GIVEN PROBLEM A:
Copy the part of the Gumby article starting at "In many ways" and ending at "uniquely satisfying, process.".

PAGE:
Gumby and Pokey Article

SAN RAFAEL, Calif. (AP) - He's loyal, brave and always ready to extend himself to help a friend.

And he's really, really green.

Now, Gumby - the elastic-limbed fellow with the lopsided head who charmed a generation of children with his animated antics - is trying to make his biggest career stretch ever. A comeback.

He's back on TV, this time on Nickelodeon, which is interspersing new episodes with reruns of the old series that started in 1956. There are Gumby pizza parlors in college towns, capitalizing on a new student following. There's even a motion picture, ''Gumby 1.''

But don't look for Gumby to start trashing hotel rooms anytime soon. He isn't letting renewed success go to his bumpy little head.

''There's none of this wisecracking and cynicism that you see in ... some of the other cartoons,'' says creator Art Clokey. ''He's supposed to be a role model for kids. He cares about other people. He will be loyal to his friends and respects his parents.''

In many ways Clokey has proven as resilient as his creation, keeping his balance through fortune and fiasco.

His film career began in the early 1950s when he was a graduate student at the University of Southern California. Working in a garage, he made a four-minute film called ''Gumbasia,'' that showed abstract clay forms moving to jazz music.

The name was a childhood memory of visiting his grandfather's farm and remembering his father coming into the house and saying he'd ''got stuck in the gumbo,'' local coinage for the region's sticky, clay soil.

''Gumbasia'' was made using a technique called stop-motion, in which figures are filmed, moved slightly and filmed again, a painstaking, but according to Clokey, uniquely satisfying, process.

Clokey's big break came via his paying job at Harvard Military Academy (now Harvard School) in Studio City near Los Angeles. There, he tutored the son of Sam Engel, then-president of the Motion Pictures Producers Association.

GIVEN PROBLEM B:
List each line of the entries below that contains the string "tree", matching case.

MATERIAL TO PROCESS:
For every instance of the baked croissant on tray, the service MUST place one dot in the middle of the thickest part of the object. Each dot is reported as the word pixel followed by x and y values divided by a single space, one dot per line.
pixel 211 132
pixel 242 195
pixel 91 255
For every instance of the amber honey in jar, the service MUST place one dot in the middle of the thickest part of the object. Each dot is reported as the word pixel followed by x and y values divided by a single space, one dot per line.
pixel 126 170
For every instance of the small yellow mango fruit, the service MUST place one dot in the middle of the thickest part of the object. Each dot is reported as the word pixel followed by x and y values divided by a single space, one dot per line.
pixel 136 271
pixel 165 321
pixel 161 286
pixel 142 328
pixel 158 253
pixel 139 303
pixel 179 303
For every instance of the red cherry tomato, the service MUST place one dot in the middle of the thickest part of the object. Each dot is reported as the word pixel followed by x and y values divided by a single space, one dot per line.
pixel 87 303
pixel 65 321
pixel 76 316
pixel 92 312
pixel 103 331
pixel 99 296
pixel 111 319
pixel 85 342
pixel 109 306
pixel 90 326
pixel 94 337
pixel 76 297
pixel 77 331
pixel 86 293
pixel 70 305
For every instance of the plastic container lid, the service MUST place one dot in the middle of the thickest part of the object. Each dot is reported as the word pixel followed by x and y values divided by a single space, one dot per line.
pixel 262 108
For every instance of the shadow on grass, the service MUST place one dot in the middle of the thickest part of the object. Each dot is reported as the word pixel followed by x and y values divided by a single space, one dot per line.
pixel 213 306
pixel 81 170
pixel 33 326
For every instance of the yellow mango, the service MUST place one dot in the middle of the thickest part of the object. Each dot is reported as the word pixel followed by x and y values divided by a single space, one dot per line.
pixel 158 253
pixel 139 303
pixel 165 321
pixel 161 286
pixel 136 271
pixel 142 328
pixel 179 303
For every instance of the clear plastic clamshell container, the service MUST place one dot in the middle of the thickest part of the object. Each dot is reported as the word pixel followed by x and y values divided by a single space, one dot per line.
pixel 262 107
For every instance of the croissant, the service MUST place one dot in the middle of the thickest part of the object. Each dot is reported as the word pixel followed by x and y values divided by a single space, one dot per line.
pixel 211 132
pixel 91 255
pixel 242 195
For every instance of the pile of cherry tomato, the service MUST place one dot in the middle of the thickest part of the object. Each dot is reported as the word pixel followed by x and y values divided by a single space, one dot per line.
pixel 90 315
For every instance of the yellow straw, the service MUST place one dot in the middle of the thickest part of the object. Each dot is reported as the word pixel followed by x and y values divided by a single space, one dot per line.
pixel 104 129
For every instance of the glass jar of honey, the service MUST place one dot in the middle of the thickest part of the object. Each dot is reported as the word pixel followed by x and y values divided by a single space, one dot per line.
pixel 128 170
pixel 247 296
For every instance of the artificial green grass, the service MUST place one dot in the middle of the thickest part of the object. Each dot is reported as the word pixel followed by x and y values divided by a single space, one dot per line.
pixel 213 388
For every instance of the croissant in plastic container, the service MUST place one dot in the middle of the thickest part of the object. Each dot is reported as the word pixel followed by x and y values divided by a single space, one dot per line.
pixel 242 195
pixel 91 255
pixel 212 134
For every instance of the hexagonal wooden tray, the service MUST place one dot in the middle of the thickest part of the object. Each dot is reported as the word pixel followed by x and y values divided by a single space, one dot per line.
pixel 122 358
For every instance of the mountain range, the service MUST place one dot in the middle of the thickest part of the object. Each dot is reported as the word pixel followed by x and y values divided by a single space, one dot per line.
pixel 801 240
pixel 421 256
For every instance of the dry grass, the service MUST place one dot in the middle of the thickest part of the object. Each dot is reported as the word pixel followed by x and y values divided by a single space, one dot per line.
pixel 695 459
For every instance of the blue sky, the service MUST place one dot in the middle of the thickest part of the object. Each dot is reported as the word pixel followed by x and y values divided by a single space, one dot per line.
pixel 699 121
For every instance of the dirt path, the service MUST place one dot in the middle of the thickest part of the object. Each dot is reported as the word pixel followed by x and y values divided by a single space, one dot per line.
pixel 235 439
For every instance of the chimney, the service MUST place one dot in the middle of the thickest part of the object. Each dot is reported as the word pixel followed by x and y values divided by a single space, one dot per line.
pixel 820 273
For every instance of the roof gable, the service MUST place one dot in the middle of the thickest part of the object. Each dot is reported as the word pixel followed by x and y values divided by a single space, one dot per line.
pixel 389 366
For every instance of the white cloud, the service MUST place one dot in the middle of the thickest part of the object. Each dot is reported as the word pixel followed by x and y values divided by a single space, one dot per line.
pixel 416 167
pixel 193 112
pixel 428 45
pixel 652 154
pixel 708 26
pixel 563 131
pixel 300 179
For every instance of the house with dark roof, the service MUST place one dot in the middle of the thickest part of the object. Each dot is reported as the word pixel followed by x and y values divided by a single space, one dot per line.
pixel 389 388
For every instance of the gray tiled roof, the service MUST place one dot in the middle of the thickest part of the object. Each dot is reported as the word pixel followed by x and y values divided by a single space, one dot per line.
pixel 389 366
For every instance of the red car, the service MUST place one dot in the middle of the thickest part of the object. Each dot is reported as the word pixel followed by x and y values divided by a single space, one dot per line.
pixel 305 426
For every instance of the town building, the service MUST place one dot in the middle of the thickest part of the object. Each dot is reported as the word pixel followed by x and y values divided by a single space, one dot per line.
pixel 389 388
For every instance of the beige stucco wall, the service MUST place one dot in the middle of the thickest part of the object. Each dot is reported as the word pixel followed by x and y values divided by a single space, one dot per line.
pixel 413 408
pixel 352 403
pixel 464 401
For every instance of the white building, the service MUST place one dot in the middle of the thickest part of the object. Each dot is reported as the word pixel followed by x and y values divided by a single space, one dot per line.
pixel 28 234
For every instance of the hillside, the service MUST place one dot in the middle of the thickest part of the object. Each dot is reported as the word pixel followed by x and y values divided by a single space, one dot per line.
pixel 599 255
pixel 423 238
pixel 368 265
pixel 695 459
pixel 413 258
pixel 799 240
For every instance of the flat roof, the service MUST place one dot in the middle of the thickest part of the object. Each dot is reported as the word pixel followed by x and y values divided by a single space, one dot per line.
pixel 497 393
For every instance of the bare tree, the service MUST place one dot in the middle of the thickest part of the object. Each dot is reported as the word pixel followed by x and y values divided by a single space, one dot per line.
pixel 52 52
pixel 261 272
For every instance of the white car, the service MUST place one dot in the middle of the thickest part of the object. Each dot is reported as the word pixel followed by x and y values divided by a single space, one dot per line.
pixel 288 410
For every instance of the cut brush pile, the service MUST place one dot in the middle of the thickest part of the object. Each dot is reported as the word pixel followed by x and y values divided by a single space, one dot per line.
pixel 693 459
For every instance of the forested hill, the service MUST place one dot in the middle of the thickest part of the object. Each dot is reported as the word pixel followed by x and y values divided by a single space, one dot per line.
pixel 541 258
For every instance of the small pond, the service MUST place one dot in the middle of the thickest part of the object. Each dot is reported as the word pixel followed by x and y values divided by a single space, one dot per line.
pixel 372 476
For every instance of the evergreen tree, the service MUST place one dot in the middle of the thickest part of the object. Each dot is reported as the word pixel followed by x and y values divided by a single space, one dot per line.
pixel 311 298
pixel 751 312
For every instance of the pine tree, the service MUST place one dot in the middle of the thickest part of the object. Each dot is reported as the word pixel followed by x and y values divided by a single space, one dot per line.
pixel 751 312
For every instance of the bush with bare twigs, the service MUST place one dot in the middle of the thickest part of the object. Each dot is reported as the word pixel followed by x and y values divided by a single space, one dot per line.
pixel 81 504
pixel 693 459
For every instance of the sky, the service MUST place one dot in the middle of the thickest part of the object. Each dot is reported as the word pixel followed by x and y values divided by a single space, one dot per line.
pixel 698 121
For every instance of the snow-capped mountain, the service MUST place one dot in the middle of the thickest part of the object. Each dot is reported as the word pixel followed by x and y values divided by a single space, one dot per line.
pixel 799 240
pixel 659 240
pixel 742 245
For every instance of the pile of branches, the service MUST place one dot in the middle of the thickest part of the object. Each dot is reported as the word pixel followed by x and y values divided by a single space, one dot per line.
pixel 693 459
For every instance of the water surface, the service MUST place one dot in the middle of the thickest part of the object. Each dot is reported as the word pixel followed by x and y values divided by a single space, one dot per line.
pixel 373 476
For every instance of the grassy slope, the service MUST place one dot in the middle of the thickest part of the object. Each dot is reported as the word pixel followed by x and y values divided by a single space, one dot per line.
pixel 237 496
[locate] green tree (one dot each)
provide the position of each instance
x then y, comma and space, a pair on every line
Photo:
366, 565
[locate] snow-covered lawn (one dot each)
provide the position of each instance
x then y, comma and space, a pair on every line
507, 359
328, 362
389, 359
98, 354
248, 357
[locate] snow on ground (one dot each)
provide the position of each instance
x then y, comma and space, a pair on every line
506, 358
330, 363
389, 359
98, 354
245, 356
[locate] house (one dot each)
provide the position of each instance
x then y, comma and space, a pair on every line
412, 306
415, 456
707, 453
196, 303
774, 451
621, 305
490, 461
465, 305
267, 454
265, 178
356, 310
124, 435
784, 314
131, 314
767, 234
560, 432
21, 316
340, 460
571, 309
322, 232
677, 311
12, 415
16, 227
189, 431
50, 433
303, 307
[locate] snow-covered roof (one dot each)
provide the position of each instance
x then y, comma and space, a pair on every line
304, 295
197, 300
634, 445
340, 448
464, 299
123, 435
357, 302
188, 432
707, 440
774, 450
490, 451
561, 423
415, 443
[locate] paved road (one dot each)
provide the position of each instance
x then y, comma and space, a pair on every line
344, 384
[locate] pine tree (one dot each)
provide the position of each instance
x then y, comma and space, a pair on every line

TASK RESULT A:
In many ways Clokey has proven as resilient as his creation, keeping his balance through fortune and fiasco.

His film career began in the early 1950s when he was a graduate student at the University of Southern California. Working in a garage, he made a four-minute film called ''Gumbasia,'' that showed abstract clay forms moving to jazz music.

The name was a childhood memory of visiting his grandfather's farm and remembering his father coming into the house and saying he'd ''got stuck in the gumbo,'' local coinage for the region's sticky, clay soil.

''Gumbasia'' was made using a technique called stop-motion, in which figures are filmed, moved slightly and filmed again, a painstaking, but according to Clokey, uniquely satisfying, process.

TASK RESULT B:
For every instance of the bare tree, the service MUST place one dot in the middle of the thickest part of the object. Each dot is reported as the word pixel followed by x and y values divided by a single space, one dot per line.
For every instance of the evergreen tree, the service MUST place one dot in the middle of the thickest part of the object. Each dot is reported as the word pixel followed by x and y values divided by a single space, one dot per line.
For every instance of the pine tree, the service MUST place one dot in the middle of the thickest part of the object. Each dot is reported as the word pixel followed by x and y values divided by a single space, one dot per line.
[locate] green tree (one dot each)
[locate] pine tree (one dot each)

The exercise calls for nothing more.